Alıntı metin
———
Soylu'nun ataması neyin hazırlığı?
ANKARA (DİHA) - Kürtlere karşı gerçekleştirilen birçok katliamın altında imzası olan Efkan Ala'nın görevden alınarak yerine Tansu Çillerin eski gözdesi ve "bin operasyoncu" Mehmet Ağar'ın halefi Süleyman Soylu'nun İçişleri Bakanlığına atanması birçok soru işaretlerini de beraberinde getirdi. Cerablus'a yönelik işgal girişimi ve içeride yürütülen savaş politikası ile birlikte Jandarma'nın da bağlandığı İçişleri Bakanlığına Soylu'nun getirilmesi özellikle Kürt sorununda daha keskin bir dönemin işareti olarak değerlendiriliyor.
Cumhurbaşkanı Tayyip Erdoğan ile Başbakan Binali Yıldırım'ın dün yaptığı sürpriz görüşmenin ardından Efkan Ala'nın İçişleri Bakanlığından alınması birçok tartışmayı da beraberinde getirdi.
Özellikle 7 Haziran seçimleri öncesinde ve sonrasında Kürtlere karşı geliştirilen kapsamlı saldırılar, DAİŞ eliyle geliştirilen katliamlar döneminde İçişleri Bakanlığı görevinde bulunan ve AKP'deki yükselişini, 28 Mart 2006 tarihinde Diyarbakır'da yaşanan ve bölgenin tamamına yayılan serhildanların şiddetle bastırılması ve 7'si çocuk 11 kişinin katledilmesine borçlu olan Ala, gelinen aşamada performansı yeterli görülmeyerek görevden alındı.
Ala'nın yerine göreve getirilen Süleyman Soylu ise, daha militarist icraatları, Kürtlere karşı hakaret dilli ile AKP'de yükselmeye başlayarak, İçişleri Bakanlığı koltuğunu kaptı. AKP'ye katılmadan önce Erdoğan'a yönelik eleştirileri ile bilinen Soylu, 7 Haziran seçimleri öncesi "Allah şahittir ki bütün bedenim kan gölüne dönse de Erdoğan'dan ayrılmayacağım" sözleriyle Erdoğan'a bağlılığını ilan etti.
———
Veri satırları
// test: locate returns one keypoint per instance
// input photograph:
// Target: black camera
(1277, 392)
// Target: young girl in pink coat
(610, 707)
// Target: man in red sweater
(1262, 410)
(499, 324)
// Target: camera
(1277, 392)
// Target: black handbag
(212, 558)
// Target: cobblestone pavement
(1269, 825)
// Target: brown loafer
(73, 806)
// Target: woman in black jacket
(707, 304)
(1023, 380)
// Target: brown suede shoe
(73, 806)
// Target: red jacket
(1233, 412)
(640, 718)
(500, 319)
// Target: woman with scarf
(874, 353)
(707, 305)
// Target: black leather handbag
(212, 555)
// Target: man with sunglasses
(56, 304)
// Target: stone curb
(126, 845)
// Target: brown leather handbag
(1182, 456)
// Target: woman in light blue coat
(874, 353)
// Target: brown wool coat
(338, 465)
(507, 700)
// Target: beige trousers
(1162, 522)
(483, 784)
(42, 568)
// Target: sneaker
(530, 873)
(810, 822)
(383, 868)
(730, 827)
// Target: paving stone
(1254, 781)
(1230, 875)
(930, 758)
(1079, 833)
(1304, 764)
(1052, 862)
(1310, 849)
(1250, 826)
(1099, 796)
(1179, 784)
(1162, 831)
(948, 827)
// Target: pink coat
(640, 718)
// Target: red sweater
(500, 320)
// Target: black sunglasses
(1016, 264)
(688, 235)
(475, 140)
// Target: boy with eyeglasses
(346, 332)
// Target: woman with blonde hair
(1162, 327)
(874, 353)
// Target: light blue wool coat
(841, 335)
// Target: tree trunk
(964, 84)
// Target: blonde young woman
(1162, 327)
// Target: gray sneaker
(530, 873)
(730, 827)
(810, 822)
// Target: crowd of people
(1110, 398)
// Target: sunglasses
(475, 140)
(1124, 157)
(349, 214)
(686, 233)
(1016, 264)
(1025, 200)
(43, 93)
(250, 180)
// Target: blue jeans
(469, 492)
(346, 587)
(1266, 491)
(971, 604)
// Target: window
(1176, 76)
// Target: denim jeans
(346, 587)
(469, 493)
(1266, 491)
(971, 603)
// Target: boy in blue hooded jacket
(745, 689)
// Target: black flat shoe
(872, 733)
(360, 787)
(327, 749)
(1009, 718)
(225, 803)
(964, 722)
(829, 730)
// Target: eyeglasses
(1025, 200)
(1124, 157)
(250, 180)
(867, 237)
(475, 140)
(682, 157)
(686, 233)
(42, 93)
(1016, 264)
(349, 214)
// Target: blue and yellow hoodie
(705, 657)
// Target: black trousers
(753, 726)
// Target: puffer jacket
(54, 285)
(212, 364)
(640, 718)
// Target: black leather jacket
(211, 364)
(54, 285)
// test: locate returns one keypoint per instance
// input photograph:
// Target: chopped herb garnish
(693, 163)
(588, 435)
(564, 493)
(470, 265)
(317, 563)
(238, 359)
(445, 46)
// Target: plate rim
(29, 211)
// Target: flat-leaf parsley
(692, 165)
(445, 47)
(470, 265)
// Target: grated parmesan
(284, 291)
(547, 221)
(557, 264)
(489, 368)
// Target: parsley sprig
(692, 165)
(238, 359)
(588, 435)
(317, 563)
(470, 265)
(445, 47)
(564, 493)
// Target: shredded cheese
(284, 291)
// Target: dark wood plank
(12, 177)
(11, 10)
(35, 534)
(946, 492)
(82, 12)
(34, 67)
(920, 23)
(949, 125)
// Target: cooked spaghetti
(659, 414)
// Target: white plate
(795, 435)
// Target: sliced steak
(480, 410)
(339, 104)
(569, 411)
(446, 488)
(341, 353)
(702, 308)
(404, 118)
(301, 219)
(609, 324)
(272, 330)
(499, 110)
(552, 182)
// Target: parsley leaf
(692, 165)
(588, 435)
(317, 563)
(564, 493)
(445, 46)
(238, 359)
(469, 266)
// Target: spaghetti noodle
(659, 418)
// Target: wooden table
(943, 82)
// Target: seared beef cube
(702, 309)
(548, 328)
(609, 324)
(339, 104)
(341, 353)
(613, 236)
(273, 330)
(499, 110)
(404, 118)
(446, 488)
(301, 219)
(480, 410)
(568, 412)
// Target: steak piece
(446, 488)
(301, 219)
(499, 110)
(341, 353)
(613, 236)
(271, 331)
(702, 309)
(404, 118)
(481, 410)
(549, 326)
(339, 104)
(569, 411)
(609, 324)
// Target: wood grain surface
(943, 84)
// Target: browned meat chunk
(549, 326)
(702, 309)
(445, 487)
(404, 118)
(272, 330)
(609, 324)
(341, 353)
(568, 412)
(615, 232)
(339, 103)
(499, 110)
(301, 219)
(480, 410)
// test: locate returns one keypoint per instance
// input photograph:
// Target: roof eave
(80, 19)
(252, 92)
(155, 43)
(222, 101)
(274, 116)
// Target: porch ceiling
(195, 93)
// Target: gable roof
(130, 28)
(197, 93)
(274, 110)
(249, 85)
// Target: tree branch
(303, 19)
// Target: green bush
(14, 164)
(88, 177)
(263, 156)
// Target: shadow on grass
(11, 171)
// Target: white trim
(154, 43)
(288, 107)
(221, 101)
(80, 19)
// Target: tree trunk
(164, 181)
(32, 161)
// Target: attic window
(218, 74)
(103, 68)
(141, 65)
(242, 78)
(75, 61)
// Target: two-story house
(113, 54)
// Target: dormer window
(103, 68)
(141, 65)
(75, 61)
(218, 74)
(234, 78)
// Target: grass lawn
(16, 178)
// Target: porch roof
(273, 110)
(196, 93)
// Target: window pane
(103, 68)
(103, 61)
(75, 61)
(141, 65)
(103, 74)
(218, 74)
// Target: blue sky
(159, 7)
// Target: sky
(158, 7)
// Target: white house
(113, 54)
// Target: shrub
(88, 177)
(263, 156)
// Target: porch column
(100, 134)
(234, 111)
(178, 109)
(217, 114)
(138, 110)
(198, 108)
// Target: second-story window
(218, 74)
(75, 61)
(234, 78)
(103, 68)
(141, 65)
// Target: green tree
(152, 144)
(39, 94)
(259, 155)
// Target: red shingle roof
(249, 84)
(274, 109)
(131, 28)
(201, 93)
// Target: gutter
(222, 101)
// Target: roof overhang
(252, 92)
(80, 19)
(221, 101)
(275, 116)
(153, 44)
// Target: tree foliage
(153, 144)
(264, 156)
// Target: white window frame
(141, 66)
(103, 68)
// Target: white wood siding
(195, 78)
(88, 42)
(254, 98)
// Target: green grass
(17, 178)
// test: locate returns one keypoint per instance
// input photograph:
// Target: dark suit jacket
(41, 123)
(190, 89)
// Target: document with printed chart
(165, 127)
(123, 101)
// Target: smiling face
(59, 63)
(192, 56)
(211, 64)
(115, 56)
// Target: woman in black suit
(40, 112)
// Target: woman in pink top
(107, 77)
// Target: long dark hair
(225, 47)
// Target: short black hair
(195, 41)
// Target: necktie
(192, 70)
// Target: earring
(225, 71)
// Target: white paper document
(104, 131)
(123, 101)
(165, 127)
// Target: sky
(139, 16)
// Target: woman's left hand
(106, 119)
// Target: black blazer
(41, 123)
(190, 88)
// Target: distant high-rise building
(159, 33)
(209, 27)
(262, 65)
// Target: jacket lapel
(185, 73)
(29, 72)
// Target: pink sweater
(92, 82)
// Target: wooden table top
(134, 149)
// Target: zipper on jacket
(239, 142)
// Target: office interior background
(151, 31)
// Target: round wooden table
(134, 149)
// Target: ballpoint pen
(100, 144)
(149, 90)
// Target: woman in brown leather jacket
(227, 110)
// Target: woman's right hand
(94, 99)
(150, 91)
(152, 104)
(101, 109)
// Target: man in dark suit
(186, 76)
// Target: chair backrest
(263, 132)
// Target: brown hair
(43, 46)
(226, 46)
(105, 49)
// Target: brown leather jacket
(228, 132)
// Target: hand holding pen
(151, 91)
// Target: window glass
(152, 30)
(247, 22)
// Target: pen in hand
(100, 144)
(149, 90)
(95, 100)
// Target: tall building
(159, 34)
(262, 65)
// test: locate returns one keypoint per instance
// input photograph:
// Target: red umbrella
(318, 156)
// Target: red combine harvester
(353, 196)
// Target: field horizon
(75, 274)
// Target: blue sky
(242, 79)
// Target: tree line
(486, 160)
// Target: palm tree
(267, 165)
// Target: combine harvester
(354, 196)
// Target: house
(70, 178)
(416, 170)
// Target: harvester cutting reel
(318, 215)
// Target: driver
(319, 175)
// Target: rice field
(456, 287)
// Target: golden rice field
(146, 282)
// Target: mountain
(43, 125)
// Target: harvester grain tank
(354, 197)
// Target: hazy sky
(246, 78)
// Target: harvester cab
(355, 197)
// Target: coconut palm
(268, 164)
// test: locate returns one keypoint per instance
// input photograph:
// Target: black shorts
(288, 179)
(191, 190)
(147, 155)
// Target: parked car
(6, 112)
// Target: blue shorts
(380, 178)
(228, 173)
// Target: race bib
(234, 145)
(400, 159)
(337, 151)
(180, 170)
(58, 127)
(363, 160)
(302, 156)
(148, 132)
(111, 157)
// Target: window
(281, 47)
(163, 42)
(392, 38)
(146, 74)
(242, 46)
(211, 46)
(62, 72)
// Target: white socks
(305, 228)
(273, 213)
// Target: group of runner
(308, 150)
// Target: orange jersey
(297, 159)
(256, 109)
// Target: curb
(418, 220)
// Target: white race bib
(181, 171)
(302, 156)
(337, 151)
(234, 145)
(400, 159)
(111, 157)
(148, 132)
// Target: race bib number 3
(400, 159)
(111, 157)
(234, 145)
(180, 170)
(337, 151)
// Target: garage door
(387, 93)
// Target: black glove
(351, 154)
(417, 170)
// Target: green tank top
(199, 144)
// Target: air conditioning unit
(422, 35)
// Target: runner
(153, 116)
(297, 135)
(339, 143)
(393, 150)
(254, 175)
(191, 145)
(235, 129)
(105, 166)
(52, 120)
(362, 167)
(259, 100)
———
Göreviniz
Soylu'nun atamasını konu alan metindeki şu cümleyi İngilizceye çevirir misiniz: "Cumhurbaşkanı Tayyip Erdoğan ile Başbakan Binali Yıldırım'ın dün yaptığı sürpriz görüşmenin ardından Efkan Ala'nın İçişleri Bakanlığından alınması birçok tartışmayı da beraberinde getirdi."

Nihai cevap
Following the surprise meeting held yesterday between President Tayyip Erdoğan and Prime Minister Binali Yıldırım, Efkan Ala's removal from the Ministry of the Interior also brought with it a great deal of debate.